### Task instructions
Search the entries below for the line containing "One point belongs on each instance of the reclining"; from there to the end, return every line exactly and add nothing.

Top of Record excerpts

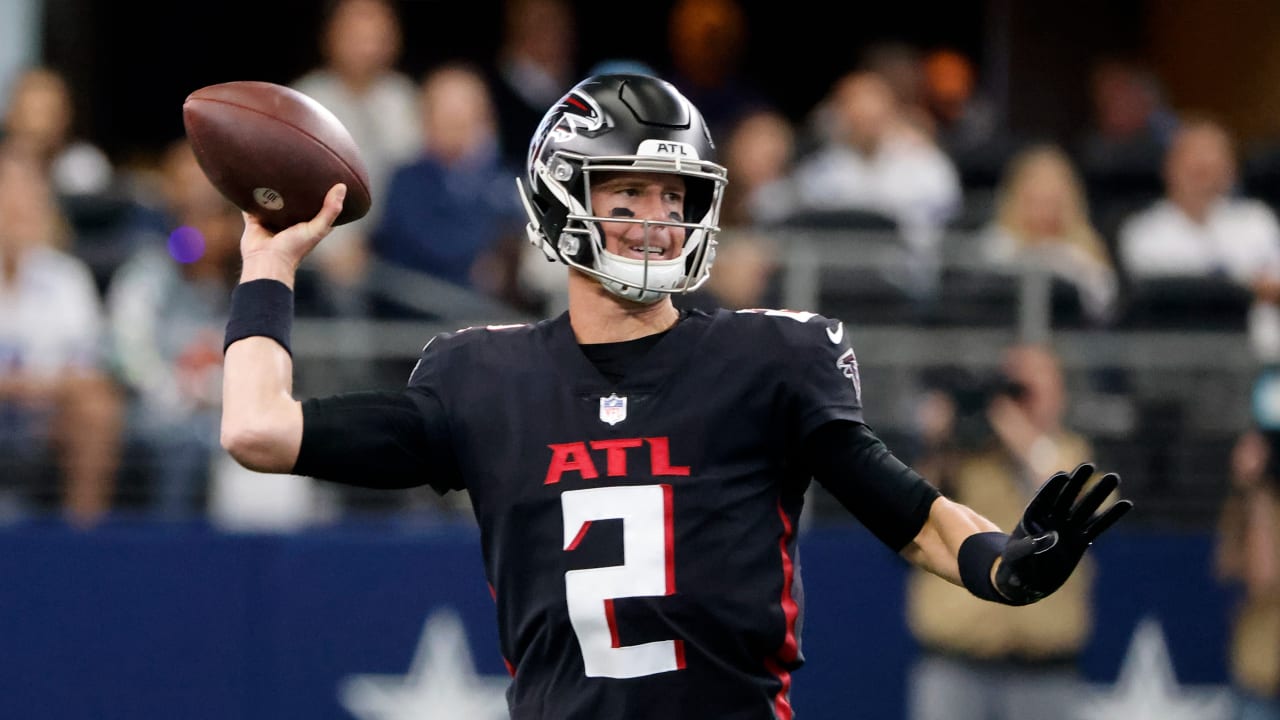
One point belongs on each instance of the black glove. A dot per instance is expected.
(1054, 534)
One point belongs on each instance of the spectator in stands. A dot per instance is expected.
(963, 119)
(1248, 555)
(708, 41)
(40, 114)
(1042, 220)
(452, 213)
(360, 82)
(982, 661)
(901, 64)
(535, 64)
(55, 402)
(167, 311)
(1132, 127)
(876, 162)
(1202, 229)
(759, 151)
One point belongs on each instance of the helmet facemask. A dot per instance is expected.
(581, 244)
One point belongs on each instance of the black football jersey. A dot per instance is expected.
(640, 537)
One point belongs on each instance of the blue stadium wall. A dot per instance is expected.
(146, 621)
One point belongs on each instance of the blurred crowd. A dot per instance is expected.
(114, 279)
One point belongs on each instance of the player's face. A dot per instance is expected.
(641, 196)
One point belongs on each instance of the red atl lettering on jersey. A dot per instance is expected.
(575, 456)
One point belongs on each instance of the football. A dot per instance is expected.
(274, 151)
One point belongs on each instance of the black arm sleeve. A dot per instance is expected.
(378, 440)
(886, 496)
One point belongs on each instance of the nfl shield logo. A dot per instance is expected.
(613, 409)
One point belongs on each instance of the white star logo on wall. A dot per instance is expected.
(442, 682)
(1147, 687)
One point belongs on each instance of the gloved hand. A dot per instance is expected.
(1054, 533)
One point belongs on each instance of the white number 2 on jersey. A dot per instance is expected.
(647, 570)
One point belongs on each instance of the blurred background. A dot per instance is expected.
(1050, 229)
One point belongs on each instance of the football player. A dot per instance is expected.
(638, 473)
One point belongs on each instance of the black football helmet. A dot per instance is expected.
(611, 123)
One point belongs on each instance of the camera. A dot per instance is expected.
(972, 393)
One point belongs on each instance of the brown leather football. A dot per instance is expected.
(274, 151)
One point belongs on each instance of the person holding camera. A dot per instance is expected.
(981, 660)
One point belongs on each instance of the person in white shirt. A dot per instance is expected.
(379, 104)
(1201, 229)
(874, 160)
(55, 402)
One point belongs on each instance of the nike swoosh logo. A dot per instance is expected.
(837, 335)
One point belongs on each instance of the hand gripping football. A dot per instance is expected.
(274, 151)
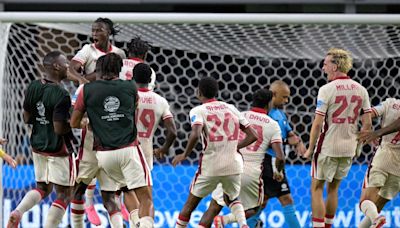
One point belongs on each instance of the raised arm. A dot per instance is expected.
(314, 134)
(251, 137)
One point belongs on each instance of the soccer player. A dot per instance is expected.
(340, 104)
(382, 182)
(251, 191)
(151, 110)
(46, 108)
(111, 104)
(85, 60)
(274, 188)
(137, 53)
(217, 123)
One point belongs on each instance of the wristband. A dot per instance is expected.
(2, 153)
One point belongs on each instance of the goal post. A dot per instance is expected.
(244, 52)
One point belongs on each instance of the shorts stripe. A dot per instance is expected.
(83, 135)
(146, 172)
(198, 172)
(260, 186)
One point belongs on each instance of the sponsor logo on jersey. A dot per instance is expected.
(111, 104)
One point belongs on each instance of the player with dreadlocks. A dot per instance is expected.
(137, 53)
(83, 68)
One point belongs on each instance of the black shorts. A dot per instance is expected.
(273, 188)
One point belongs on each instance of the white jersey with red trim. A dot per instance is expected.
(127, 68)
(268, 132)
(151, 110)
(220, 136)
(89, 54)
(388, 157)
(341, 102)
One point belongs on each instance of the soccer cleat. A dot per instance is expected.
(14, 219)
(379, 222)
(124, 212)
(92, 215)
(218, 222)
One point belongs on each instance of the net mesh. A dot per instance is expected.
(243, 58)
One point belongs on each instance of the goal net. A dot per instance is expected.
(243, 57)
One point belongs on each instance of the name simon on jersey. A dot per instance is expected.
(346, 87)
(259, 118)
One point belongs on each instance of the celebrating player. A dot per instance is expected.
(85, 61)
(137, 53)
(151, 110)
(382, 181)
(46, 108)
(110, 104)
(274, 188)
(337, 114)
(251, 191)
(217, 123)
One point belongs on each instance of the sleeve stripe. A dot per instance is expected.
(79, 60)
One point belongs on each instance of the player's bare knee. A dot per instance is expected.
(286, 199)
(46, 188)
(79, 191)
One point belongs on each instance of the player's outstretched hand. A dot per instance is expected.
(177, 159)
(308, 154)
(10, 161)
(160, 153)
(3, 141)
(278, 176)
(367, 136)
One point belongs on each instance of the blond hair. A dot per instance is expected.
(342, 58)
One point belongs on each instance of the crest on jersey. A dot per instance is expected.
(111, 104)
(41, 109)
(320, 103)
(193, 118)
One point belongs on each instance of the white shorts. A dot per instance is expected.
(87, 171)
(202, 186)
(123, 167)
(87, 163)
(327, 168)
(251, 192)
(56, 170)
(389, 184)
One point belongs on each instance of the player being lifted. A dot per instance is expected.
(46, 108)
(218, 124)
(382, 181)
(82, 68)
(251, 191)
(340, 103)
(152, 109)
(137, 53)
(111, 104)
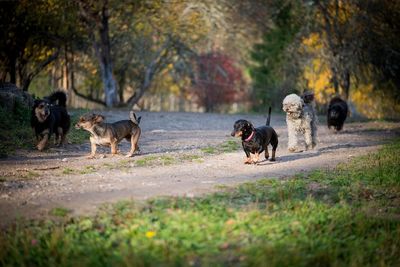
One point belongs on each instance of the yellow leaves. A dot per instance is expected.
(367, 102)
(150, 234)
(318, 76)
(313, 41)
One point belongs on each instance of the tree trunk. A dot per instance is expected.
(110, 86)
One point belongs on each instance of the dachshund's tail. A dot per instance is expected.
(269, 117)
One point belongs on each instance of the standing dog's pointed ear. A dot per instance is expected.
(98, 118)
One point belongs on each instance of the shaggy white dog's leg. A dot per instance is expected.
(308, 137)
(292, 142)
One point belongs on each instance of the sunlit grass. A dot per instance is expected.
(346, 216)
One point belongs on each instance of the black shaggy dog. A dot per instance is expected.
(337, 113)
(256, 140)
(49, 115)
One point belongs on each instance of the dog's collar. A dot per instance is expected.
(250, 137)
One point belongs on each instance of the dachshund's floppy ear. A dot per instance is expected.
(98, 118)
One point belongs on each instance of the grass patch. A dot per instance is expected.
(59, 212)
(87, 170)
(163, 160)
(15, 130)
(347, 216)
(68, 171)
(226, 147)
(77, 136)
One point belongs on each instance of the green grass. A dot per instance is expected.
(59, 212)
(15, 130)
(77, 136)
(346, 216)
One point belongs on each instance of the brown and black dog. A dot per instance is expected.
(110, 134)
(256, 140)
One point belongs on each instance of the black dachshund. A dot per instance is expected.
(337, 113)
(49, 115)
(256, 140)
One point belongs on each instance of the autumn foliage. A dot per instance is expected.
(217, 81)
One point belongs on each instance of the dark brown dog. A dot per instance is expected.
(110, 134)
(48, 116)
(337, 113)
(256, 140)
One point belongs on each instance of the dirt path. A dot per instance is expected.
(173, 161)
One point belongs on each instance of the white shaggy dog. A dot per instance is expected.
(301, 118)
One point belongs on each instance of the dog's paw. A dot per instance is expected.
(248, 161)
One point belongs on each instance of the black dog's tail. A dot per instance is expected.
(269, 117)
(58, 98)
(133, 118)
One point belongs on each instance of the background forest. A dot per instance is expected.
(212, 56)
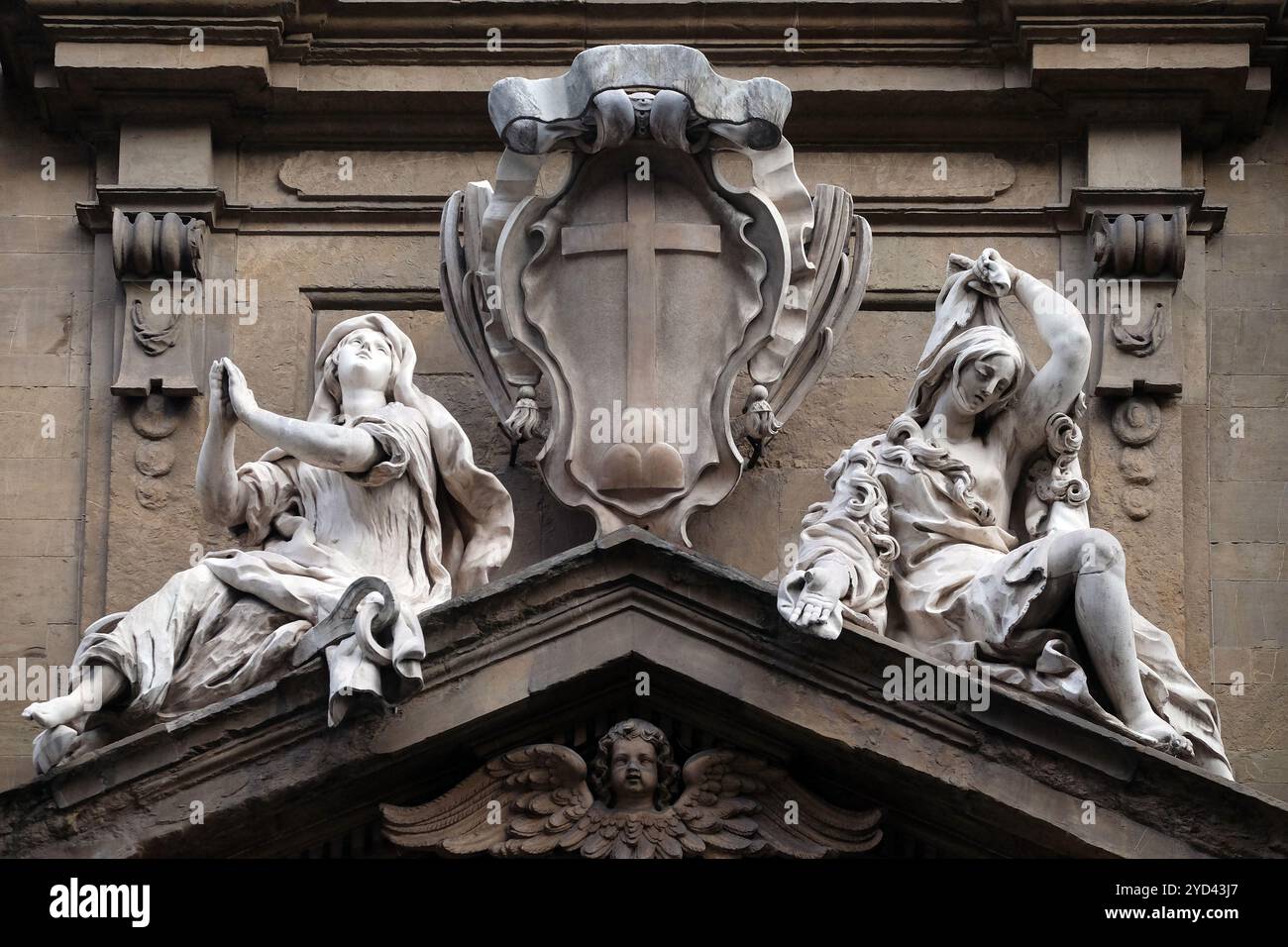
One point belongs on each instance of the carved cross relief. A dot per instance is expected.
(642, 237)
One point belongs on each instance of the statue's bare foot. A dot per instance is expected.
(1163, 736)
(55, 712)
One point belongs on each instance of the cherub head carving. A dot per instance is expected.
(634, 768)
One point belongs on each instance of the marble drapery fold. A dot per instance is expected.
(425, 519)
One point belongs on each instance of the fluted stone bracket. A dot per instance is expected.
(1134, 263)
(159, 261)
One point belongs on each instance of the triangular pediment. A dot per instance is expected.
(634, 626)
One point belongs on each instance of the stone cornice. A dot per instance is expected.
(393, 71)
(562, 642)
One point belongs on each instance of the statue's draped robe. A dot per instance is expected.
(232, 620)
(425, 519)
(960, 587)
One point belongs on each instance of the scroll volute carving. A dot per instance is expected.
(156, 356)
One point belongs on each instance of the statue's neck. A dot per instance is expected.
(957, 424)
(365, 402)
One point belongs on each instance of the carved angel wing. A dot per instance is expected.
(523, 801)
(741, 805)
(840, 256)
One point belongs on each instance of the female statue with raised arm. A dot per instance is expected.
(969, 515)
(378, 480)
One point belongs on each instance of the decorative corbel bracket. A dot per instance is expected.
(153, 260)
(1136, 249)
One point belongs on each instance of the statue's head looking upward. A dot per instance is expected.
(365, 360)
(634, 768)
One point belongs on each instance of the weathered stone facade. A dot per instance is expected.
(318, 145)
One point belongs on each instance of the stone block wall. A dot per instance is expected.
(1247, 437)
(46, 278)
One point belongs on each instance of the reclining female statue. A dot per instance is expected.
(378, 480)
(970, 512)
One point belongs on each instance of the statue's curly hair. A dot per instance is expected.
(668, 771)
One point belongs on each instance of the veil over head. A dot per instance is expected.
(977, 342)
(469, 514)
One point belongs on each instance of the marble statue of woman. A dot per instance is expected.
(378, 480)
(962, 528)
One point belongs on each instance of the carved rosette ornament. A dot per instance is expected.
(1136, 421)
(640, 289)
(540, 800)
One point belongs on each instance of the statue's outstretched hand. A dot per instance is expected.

Bottom of Record excerpts

### Solution to the exercise
One point belongs on each instance of the reclining female statue. A dot per instance is expected.
(378, 480)
(970, 512)
One point belongs on each instance of the statue's curly hair. A dot per instance is expected.
(668, 771)
One point belongs on each instance of the veil over head. A dot per instance is expected.
(977, 342)
(469, 514)
One point belongs on each instance of the marble statue of woman. A dot per instance is expected.
(378, 480)
(962, 528)
One point belongs on each instance of the carved rosette ornament. A dot per instance is expected.
(1136, 421)
(640, 289)
(540, 800)
One point belongs on each instance of the statue's outstretched hand. A dot per instance is expected.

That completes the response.